Jump to content

Bit of a setback here...advice?


Recommended Posts

I’ll keep this brief but basically I’m in the same boat as a lot of posters on this forum. Wife left me after a few months of fighting, she was involved in an emotional affair with a co-worker which I can only imagine turned physical shortly after I moved out. She hasn’t looked back, very limited contact since then (July 2008) and at this point even with limited contact I don’t imagine we’ll ever be in touch again….a pretty nasty divorce, lots of harsh things said on both sides , and we’re both stubborn as hell so regular contact will be impossible.

 

That said, I broke down and looked at her myspace profile the other day. Yeah I know, probably not a great idea. At any rate, there is a posting on there from her ex-boyfriend. He was borderline stalking her throughout our relationship, to the point where I had her block him from her email and her myspace profile. He was, by her own account, an abusive loser that drank a fifth of rum every night and regularly used cocaine. She had seemed happy to be rid of him, frequently commented that she was sometimes scared she would be out somewhere and he would just pop up out of the blue….seemed genuinely scared of him.

 

So, now that I’m out of her life she apparently gave him access to her profile again and obviously they’ve been in contact…they actually met. Not sure of the details but his posting seemed to be apologetic, as if their meeting hadn’t gone well, but of course he also posted that he loved her and hoped there would be a time when they could meet again.

 

So this has taken me back a few steps in the healing from divorce process……is she just acting out? Doing this to spite me or something? I’m quite confused. Her friends and family despise this guy…he’s been out of her life for 12 years now. Why on earth would she be doing this??

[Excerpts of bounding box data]
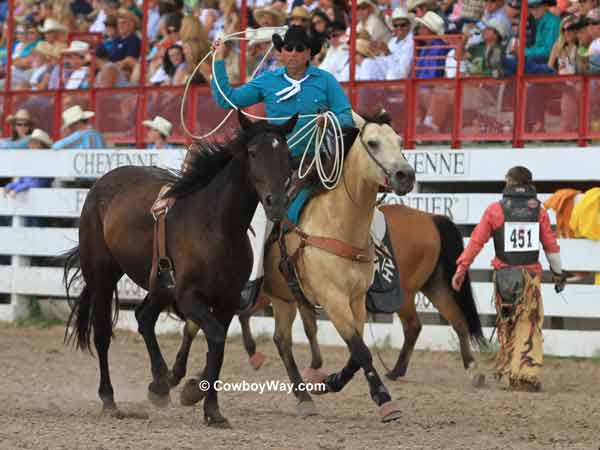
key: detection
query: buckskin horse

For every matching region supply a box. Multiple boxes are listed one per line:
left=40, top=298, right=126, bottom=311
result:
left=65, top=114, right=297, bottom=426
left=234, top=205, right=486, bottom=386
left=173, top=111, right=415, bottom=422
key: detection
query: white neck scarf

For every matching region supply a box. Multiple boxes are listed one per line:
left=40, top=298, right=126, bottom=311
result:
left=275, top=72, right=310, bottom=103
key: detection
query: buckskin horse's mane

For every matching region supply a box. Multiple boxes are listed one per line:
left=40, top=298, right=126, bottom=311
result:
left=165, top=121, right=285, bottom=198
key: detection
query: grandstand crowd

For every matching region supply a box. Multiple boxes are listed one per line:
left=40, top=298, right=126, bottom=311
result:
left=0, top=0, right=600, bottom=148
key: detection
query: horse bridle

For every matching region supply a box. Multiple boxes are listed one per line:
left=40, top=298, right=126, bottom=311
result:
left=358, top=121, right=400, bottom=190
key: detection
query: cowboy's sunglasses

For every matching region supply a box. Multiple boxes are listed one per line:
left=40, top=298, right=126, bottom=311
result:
left=283, top=44, right=308, bottom=53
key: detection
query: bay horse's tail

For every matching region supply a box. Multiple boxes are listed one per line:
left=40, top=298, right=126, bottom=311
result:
left=433, top=216, right=485, bottom=346
left=63, top=246, right=119, bottom=352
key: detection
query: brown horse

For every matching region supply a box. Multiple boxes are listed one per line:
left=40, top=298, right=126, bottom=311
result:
left=65, top=114, right=297, bottom=426
left=239, top=205, right=485, bottom=386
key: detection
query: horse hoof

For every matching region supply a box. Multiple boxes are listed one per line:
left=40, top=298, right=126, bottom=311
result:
left=296, top=400, right=319, bottom=417
left=471, top=373, right=485, bottom=388
left=379, top=401, right=402, bottom=423
left=167, top=371, right=182, bottom=389
left=250, top=352, right=267, bottom=370
left=385, top=372, right=406, bottom=382
left=148, top=389, right=171, bottom=408
left=204, top=415, right=231, bottom=429
left=101, top=403, right=125, bottom=420
left=302, top=367, right=327, bottom=384
left=179, top=378, right=206, bottom=406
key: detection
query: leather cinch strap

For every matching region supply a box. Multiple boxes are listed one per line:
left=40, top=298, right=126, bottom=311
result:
left=150, top=184, right=175, bottom=289
left=282, top=219, right=375, bottom=264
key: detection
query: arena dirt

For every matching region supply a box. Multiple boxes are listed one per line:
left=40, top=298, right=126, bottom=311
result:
left=0, top=326, right=600, bottom=450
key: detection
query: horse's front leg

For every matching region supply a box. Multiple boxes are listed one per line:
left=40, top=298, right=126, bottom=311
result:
left=200, top=311, right=233, bottom=428
left=272, top=297, right=318, bottom=417
left=314, top=293, right=400, bottom=422
left=168, top=320, right=200, bottom=388
left=136, top=292, right=170, bottom=407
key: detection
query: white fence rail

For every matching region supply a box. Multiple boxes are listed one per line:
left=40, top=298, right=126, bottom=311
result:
left=0, top=148, right=600, bottom=356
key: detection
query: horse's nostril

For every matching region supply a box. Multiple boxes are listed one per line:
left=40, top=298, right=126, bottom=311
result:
left=265, top=194, right=273, bottom=208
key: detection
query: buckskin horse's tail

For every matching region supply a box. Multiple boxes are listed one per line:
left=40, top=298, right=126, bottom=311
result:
left=433, top=216, right=485, bottom=345
left=63, top=247, right=119, bottom=352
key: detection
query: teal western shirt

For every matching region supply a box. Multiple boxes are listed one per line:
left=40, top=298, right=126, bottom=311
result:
left=211, top=60, right=354, bottom=156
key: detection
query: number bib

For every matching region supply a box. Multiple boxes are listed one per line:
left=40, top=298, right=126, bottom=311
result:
left=504, top=222, right=540, bottom=253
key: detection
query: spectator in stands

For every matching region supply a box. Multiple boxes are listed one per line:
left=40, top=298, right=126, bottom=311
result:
left=310, top=9, right=331, bottom=42
left=548, top=16, right=579, bottom=131
left=0, top=128, right=52, bottom=202
left=319, top=22, right=350, bottom=81
left=407, top=0, right=436, bottom=17
left=161, top=44, right=190, bottom=86
left=39, top=17, right=69, bottom=47
left=182, top=40, right=212, bottom=84
left=52, top=104, right=106, bottom=150
left=385, top=8, right=414, bottom=80
left=316, top=0, right=349, bottom=25
left=481, top=0, right=512, bottom=37
left=288, top=6, right=310, bottom=30
left=339, top=38, right=385, bottom=81
left=414, top=11, right=448, bottom=78
left=142, top=116, right=174, bottom=150
left=586, top=8, right=600, bottom=74
left=504, top=0, right=535, bottom=47
left=0, top=109, right=33, bottom=149
left=89, top=0, right=119, bottom=33
left=62, top=41, right=92, bottom=89
left=465, top=19, right=508, bottom=78
left=108, top=8, right=141, bottom=71
left=21, top=41, right=58, bottom=91
left=505, top=0, right=560, bottom=75
left=356, top=0, right=392, bottom=42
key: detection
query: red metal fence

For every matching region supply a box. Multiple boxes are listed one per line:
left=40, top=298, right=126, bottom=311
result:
left=0, top=0, right=600, bottom=148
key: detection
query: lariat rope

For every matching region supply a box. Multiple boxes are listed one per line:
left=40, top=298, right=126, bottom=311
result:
left=179, top=27, right=344, bottom=190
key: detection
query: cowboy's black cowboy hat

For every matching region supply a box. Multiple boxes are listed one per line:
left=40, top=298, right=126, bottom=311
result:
left=272, top=25, right=323, bottom=56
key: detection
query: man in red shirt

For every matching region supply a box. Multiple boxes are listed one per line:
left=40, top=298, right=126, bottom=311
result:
left=452, top=166, right=563, bottom=391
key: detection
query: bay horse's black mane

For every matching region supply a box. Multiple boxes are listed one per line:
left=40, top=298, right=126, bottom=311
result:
left=165, top=120, right=285, bottom=198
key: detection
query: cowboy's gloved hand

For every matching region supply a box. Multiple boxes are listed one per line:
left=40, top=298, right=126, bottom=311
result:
left=552, top=272, right=568, bottom=294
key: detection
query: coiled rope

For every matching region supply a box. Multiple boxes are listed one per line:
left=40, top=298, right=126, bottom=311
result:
left=179, top=27, right=344, bottom=190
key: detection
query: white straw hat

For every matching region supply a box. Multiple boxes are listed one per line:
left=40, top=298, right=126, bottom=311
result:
left=31, top=128, right=52, bottom=147
left=142, top=116, right=173, bottom=136
left=415, top=11, right=444, bottom=35
left=63, top=105, right=95, bottom=128
left=38, top=17, right=69, bottom=33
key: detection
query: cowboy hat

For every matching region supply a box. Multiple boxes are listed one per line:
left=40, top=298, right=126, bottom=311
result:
left=38, top=17, right=69, bottom=33
left=406, top=0, right=429, bottom=12
left=271, top=26, right=323, bottom=56
left=356, top=39, right=373, bottom=58
left=415, top=11, right=444, bottom=35
left=6, top=109, right=33, bottom=123
left=63, top=105, right=95, bottom=129
left=356, top=0, right=379, bottom=11
left=253, top=6, right=285, bottom=27
left=142, top=116, right=173, bottom=137
left=484, top=18, right=510, bottom=40
left=32, top=41, right=58, bottom=58
left=31, top=128, right=52, bottom=147
left=116, top=8, right=140, bottom=28
left=392, top=8, right=414, bottom=24
left=290, top=6, right=310, bottom=19
left=60, top=41, right=90, bottom=58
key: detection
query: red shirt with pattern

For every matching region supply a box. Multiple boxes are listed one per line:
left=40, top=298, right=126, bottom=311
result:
left=456, top=202, right=560, bottom=274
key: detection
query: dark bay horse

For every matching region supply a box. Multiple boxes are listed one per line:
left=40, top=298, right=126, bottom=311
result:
left=239, top=205, right=485, bottom=386
left=65, top=114, right=297, bottom=426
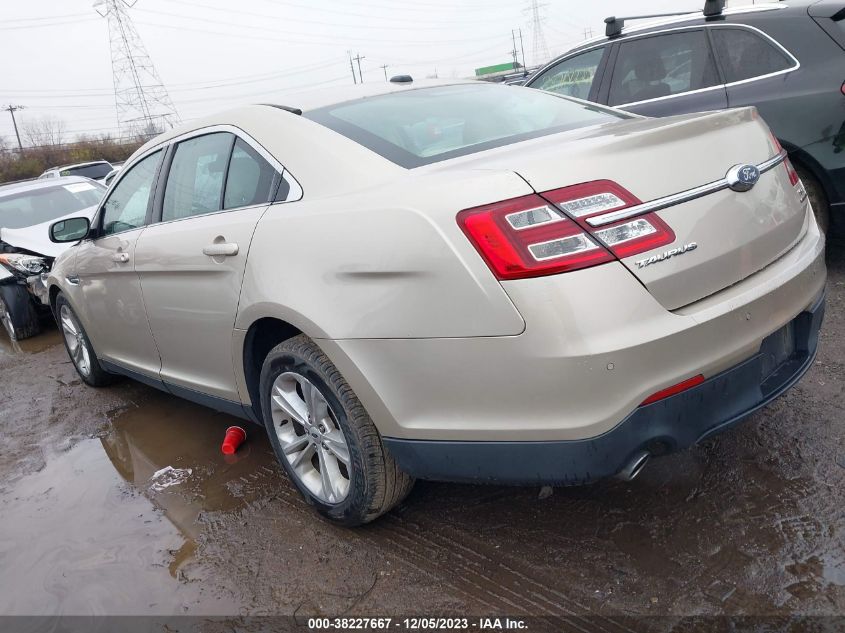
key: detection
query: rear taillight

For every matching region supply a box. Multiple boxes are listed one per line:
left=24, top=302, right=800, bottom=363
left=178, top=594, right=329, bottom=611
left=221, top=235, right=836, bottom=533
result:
left=458, top=195, right=613, bottom=279
left=457, top=180, right=675, bottom=279
left=640, top=374, right=704, bottom=407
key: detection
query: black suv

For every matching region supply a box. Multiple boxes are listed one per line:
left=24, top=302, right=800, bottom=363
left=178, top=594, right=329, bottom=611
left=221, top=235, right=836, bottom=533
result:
left=525, top=0, right=845, bottom=235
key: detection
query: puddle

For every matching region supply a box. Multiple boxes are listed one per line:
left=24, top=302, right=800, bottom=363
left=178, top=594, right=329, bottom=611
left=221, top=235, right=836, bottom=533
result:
left=0, top=393, right=274, bottom=615
left=0, top=324, right=62, bottom=356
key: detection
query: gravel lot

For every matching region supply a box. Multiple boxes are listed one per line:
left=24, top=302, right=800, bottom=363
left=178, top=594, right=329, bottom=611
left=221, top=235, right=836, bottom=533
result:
left=0, top=244, right=845, bottom=631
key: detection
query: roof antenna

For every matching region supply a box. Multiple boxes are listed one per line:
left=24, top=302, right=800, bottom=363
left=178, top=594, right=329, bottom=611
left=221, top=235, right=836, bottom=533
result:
left=702, top=0, right=725, bottom=18
left=604, top=16, right=624, bottom=37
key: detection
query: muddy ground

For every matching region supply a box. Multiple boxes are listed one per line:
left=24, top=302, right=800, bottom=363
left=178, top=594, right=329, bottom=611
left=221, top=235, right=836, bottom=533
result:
left=0, top=245, right=845, bottom=631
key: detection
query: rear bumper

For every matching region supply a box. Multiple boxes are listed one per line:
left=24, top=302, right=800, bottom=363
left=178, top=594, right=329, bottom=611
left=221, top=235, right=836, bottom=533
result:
left=384, top=296, right=824, bottom=485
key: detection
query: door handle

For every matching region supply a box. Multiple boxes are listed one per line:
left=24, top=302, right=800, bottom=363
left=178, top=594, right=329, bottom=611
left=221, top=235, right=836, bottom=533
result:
left=202, top=242, right=238, bottom=257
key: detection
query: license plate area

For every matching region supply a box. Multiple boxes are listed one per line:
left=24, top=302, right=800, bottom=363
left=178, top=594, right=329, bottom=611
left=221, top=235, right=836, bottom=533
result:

REQUIRED WORK —
a) Reproduce the forum post from "Jump to content" down to "will be impossible.", swapping "co-worker" for "colleague".
b) According to the forum post, how long has the ex-boyfriend been out of the wife's life?
c) Decide whether each statement agrees with the forum post, giving yes or no and the words of the post that settle it: (i) The wife left after a few months of fighting. (ii) Her friends and family like the ex-boyfriend. (iii) The poster looked at her Facebook profile.

TASK-BY-TASK OUTPUTS —
a)
Jump to content

Bit of a setback here...advice?


Recommended Posts

I’ll keep this brief but basically I’m in the same boat as a lot of posters on this forum. Wife left me after a few months of fighting, she was involved in an emotional affair with a colleague which I can only imagine turned physical shortly after I moved out. She hasn’t looked back, very limited contact since then (July 2008) and at this point even with limited contact I don’t imagine we’ll ever be in touch again….a pretty nasty divorce, lots of harsh things said on both sides , and we’re both stubborn as hell so regular contact will be impossible.

b) 12 years.

c)
(i) Yes: "Wife left me after a few months of fighting"
(ii) No: "Her friends and family despise this guy"
(iii) No: "looked at her myspace profile the other day"